RAW RECORDS »

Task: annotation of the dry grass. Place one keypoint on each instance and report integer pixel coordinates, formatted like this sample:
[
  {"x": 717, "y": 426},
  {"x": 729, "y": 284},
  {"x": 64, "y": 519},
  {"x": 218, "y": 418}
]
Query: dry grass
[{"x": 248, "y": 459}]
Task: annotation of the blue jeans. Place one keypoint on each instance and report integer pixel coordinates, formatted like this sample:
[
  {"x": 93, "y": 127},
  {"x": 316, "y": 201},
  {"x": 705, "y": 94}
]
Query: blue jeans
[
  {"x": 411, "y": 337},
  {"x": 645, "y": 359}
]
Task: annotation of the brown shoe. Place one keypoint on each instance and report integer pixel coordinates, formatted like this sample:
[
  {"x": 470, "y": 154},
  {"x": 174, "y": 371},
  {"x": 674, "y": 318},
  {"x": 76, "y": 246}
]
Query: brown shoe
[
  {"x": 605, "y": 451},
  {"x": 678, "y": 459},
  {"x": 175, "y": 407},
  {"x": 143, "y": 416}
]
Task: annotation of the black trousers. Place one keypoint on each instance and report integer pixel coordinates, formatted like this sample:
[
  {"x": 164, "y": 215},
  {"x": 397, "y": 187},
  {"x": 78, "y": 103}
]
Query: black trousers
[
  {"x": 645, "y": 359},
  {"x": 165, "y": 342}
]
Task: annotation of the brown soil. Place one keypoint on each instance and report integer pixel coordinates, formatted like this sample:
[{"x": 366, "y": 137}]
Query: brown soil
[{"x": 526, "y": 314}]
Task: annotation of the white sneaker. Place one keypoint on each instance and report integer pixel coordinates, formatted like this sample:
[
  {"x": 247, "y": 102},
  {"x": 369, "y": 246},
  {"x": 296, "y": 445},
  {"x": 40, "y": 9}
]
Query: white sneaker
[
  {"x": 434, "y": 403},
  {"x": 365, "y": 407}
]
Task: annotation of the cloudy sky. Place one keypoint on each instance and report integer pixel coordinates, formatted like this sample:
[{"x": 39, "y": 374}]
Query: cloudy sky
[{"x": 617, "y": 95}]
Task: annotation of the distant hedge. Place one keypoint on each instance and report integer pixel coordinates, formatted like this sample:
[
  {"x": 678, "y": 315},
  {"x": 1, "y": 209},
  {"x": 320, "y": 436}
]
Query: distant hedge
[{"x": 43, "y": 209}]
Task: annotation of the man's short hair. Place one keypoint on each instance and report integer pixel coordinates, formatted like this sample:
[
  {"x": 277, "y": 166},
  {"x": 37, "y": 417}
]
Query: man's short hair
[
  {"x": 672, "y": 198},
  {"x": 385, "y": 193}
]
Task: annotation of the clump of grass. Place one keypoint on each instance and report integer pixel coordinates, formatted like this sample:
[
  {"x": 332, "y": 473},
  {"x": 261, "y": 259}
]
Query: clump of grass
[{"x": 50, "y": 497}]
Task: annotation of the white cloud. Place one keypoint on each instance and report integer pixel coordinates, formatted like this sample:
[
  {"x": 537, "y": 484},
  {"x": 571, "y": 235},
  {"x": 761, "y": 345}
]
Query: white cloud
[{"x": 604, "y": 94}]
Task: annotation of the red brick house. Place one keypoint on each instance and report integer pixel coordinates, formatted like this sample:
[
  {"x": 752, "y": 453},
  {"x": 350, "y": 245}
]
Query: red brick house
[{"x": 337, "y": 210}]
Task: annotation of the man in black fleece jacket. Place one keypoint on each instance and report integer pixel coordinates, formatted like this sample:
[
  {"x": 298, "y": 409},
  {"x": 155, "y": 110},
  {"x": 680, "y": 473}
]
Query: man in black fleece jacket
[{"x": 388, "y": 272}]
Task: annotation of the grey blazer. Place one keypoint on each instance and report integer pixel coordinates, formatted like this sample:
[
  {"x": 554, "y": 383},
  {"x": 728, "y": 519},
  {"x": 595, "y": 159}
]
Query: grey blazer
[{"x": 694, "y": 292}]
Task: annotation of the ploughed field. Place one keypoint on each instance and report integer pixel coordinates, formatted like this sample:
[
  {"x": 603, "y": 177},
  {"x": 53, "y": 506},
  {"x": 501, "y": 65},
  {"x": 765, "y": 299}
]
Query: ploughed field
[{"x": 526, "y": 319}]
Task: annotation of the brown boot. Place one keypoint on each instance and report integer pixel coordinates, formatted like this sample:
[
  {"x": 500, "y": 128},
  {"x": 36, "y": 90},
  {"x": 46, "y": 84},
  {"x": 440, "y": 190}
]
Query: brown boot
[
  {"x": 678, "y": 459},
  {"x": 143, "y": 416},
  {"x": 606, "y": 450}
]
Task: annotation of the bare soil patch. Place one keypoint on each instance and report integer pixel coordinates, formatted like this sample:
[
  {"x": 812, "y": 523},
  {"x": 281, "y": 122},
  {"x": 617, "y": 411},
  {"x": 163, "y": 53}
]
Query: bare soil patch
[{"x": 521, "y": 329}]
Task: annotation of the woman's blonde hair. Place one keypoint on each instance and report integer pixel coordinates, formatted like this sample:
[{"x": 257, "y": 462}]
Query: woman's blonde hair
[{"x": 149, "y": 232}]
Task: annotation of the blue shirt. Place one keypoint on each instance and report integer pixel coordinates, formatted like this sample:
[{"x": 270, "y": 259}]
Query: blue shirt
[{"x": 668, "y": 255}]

PROBLEM TO WORK ON »
Your task is to output all of the data above word for word.

EXERCISE RESULT »
Task: annotation of the dry grass. Place one keypoint on each instance and report integer pixel coordinates, formatted like this sample:
[
  {"x": 717, "y": 426},
  {"x": 729, "y": 284},
  {"x": 64, "y": 519},
  {"x": 218, "y": 418}
]
Query: dry grass
[{"x": 248, "y": 459}]
Task: annotation of the blue jeans. Place one keypoint on each instance and report integer pixel coordinates, formatted like this sample:
[
  {"x": 93, "y": 127},
  {"x": 316, "y": 201},
  {"x": 705, "y": 94}
]
Query: blue jeans
[
  {"x": 411, "y": 337},
  {"x": 645, "y": 359}
]
Task: annotation of the brown shoe. Place one keypoint on each instance and report integer pixel coordinates, formatted like this sample:
[
  {"x": 470, "y": 154},
  {"x": 174, "y": 371},
  {"x": 674, "y": 318},
  {"x": 76, "y": 246}
]
Query: brown shoe
[
  {"x": 605, "y": 451},
  {"x": 678, "y": 459},
  {"x": 175, "y": 407},
  {"x": 143, "y": 416}
]
Task: annotation of the black trousers. Place one keypoint on each instance and report integer pixel coordinates, formatted like this sample:
[
  {"x": 164, "y": 215},
  {"x": 397, "y": 187},
  {"x": 78, "y": 103}
]
Query: black trousers
[
  {"x": 645, "y": 359},
  {"x": 165, "y": 342}
]
Task: annotation of the brown soil. Place one keypoint on each instance and report integer pixel coordinates, formatted like this sample:
[{"x": 366, "y": 137}]
Query: brown soil
[{"x": 526, "y": 314}]
Task: annotation of the white sneaker. Place one keypoint on each instance and report integer pixel coordinates, formatted like this sample:
[
  {"x": 247, "y": 102},
  {"x": 369, "y": 246},
  {"x": 296, "y": 445},
  {"x": 40, "y": 9}
]
Query: white sneaker
[
  {"x": 434, "y": 403},
  {"x": 365, "y": 407}
]
Task: annotation of the cloudy sky. Place one keypoint on each instance and report integer pixel coordinates, formatted like this sample:
[{"x": 39, "y": 374}]
Query: cloudy sky
[{"x": 617, "y": 95}]
Task: annotation of the distant hedge. Place one keypoint on each instance and report integer pixel coordinates, formatted like this sample:
[
  {"x": 678, "y": 315},
  {"x": 1, "y": 209},
  {"x": 320, "y": 436}
]
Query: distant hedge
[{"x": 43, "y": 209}]
Task: annotation of the man's short hair. Place one keypoint on each instance and report integer pixel coordinates, formatted like this sample:
[
  {"x": 277, "y": 166},
  {"x": 37, "y": 417}
]
Query: man's short hair
[
  {"x": 672, "y": 198},
  {"x": 385, "y": 193}
]
Task: annotation of the clump of grass. Place one keypoint on each instance and report integer pixel coordinates, formatted like this sample:
[
  {"x": 332, "y": 473},
  {"x": 261, "y": 259}
]
Query: clump of grass
[{"x": 50, "y": 497}]
Task: annotation of the white cloud. Place one keypoint on each instance and report integer pixel coordinates, formatted like this sample:
[
  {"x": 537, "y": 484},
  {"x": 571, "y": 235},
  {"x": 761, "y": 345}
]
Query: white cloud
[{"x": 604, "y": 94}]
Task: annotation of the red brick house. Place one keypoint on each instance and report integer pixel coordinates, formatted like this sample:
[
  {"x": 752, "y": 453},
  {"x": 350, "y": 245}
]
Query: red brick house
[{"x": 337, "y": 210}]
Task: annotation of the man in black fleece jacket. Place one keypoint on each instance and report integer pixel coordinates, formatted like this sample:
[
  {"x": 298, "y": 409},
  {"x": 155, "y": 110},
  {"x": 680, "y": 473}
]
Query: man in black fleece jacket
[{"x": 388, "y": 272}]
Task: annotation of the grey blazer. Place one keypoint on each instance and report integer pixel coordinates, formatted like this sample:
[
  {"x": 554, "y": 383},
  {"x": 728, "y": 519},
  {"x": 595, "y": 159}
]
Query: grey blazer
[{"x": 694, "y": 292}]
Task: annotation of the ploughed field. Place one keypoint on each instance and report integer pixel coordinates, formatted like this sample:
[
  {"x": 603, "y": 177},
  {"x": 53, "y": 506},
  {"x": 501, "y": 65},
  {"x": 765, "y": 299}
]
Query: ploughed field
[{"x": 526, "y": 319}]
Task: annotation of the brown boot. Place one keypoint on each instance and report integer pixel coordinates, formatted like this sample:
[
  {"x": 500, "y": 128},
  {"x": 36, "y": 90},
  {"x": 46, "y": 84},
  {"x": 440, "y": 190}
]
Query: brown boot
[
  {"x": 678, "y": 459},
  {"x": 143, "y": 416},
  {"x": 606, "y": 450}
]
Task: annotation of the bare soil patch. Place one keypoint on each instance and report integer pixel coordinates, formatted like this sample:
[
  {"x": 812, "y": 523},
  {"x": 281, "y": 122},
  {"x": 617, "y": 411},
  {"x": 163, "y": 53}
]
Query: bare soil patch
[{"x": 521, "y": 329}]
Task: annotation of the woman's blonde hair. Place one keypoint on each instance and report integer pixel coordinates, formatted like this sample:
[{"x": 257, "y": 462}]
Query: woman's blonde hair
[{"x": 149, "y": 232}]
Task: annotation of the blue shirt. Place one keypoint on each instance and report integer pixel coordinates, formatted like this sample:
[{"x": 270, "y": 259}]
Query: blue shirt
[{"x": 668, "y": 255}]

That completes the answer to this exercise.